*PROBLEM STATEMENT*:
Rewrite the records from the line containing "red jacket, imagine" through the end of the records, both ends included, keeping the requests as they are and multiplying every point coordinate in the answers by 1.6, rounded to whole numbers with halves going up. Return only those lines.
»»
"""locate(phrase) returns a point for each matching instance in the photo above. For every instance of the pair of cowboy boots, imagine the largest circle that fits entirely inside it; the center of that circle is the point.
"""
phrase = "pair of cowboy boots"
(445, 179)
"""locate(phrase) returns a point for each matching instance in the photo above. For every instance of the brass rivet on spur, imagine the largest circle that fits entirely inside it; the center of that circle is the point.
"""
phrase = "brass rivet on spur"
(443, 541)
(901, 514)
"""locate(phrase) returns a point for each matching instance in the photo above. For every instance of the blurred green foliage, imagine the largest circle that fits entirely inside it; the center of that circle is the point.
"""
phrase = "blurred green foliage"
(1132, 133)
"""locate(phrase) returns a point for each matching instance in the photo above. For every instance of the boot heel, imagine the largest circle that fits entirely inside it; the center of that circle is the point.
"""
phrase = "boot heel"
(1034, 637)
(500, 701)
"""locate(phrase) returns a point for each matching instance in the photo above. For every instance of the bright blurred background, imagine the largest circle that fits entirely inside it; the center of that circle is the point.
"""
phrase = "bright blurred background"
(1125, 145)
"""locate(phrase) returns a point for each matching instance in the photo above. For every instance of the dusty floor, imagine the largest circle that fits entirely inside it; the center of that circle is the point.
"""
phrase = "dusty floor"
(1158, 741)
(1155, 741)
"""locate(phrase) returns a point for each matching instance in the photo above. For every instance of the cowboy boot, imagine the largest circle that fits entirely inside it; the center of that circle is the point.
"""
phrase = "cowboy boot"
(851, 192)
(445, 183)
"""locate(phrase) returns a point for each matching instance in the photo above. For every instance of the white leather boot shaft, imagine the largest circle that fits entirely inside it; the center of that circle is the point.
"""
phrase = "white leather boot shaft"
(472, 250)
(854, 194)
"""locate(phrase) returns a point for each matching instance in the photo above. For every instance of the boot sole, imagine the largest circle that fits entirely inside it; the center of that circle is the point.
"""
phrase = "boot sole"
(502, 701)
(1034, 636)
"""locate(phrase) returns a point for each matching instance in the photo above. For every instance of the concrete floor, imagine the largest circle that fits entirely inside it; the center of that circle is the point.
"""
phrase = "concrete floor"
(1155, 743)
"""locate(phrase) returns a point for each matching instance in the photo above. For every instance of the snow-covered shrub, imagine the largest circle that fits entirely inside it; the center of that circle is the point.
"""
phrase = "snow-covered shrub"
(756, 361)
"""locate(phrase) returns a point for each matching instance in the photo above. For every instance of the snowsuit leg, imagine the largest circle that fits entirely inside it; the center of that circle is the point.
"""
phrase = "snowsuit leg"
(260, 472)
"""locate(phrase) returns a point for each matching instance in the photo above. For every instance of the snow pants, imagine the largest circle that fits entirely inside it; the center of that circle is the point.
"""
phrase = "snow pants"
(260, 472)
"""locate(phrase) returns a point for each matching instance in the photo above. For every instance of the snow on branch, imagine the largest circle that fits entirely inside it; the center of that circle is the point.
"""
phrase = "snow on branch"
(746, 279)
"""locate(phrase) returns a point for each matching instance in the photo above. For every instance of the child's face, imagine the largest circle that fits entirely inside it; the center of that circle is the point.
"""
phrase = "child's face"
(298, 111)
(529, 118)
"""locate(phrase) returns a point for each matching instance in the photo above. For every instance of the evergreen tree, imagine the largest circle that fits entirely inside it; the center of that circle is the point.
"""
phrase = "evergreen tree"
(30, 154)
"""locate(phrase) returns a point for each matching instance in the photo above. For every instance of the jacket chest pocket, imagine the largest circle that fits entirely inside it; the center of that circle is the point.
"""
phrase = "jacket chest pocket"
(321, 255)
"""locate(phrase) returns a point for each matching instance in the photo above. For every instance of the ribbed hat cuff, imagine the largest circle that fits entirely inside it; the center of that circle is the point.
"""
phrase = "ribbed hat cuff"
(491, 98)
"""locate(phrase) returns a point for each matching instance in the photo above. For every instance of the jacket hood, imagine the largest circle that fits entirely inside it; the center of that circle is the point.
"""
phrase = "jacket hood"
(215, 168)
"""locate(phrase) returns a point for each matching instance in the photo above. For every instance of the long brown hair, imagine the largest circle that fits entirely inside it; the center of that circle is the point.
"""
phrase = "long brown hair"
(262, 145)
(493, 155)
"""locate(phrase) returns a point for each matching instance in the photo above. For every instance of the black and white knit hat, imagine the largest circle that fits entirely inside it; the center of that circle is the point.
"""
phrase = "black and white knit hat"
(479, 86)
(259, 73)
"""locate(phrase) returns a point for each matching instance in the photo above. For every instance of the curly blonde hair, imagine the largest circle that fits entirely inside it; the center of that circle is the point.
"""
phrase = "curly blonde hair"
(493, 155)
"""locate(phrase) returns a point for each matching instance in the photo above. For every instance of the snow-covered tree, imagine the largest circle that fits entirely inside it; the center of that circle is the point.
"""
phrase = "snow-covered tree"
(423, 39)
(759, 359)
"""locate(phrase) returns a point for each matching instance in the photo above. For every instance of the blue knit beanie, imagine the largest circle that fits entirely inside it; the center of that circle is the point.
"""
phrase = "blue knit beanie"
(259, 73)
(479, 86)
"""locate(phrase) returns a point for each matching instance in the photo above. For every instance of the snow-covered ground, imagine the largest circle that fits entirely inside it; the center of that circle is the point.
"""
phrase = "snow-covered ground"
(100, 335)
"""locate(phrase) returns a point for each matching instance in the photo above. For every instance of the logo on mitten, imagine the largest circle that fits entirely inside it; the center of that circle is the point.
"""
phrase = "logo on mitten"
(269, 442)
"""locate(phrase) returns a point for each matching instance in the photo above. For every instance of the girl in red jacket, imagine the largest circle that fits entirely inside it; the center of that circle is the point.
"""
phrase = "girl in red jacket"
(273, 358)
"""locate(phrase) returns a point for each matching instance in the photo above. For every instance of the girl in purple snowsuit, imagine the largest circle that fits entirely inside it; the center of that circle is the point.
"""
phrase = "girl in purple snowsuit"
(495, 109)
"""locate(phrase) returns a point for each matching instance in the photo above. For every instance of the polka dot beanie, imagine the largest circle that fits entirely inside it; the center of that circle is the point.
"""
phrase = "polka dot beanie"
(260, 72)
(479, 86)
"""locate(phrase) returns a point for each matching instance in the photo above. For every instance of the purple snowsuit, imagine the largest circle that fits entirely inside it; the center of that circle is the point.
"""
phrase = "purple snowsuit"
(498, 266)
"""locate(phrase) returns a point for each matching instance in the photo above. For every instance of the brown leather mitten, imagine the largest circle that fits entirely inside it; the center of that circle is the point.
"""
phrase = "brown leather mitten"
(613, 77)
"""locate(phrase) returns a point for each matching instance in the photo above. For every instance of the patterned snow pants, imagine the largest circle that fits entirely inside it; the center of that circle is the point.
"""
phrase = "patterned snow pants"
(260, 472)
««
*FINAL ANSWER*:
"""locate(phrase) returns a point for each matching instance in the photo above. For every instance of the girl in red jacket, imagine the largest circle that fits entirely inside it; the center of that circle is the point.
"""
phrase = "girl in red jacket"
(437, 573)
"""locate(phrase) returns a point for each matching instance in the photo above. For every instance of the girl in purple snowsuit, imagine the largest circle that fits entirely inside it; the center of that circle is the point.
"""
phrase = "girl in purple snowsuit"
(792, 174)
"""locate(phrase) returns a point for each matching instance in the photo above. For every instance of the polka dot beanie, imagine the largest circle that fits entirely inside it; the center of that circle is the point.
"""
phrase = "polka dot beanie"
(416, 115)
(766, 138)
"""locate(phrase) returns a point for each matching instance in the photo above. For every instance of the purple snowsuit, imagine the largest circle that fits entirely inside it; the center of that circle is the point.
"""
phrase = "purple snowsuit"
(797, 426)
"""locate(phrase) returns a point for each matching instance in the photo above. For every instance of the brown leather mitten, imagine the largest circle that fits entirely inside it; the center of that circle is the point.
"""
phrase = "brown leather mitten"
(981, 123)
"""locate(phrase) returns a point for each matching instance in the photo above. For every instance of the patterned snow pants, imagine the largest circle that fits entirely inside it; the center of that circle is the point.
"""
phrase = "patterned snow pants"
(416, 755)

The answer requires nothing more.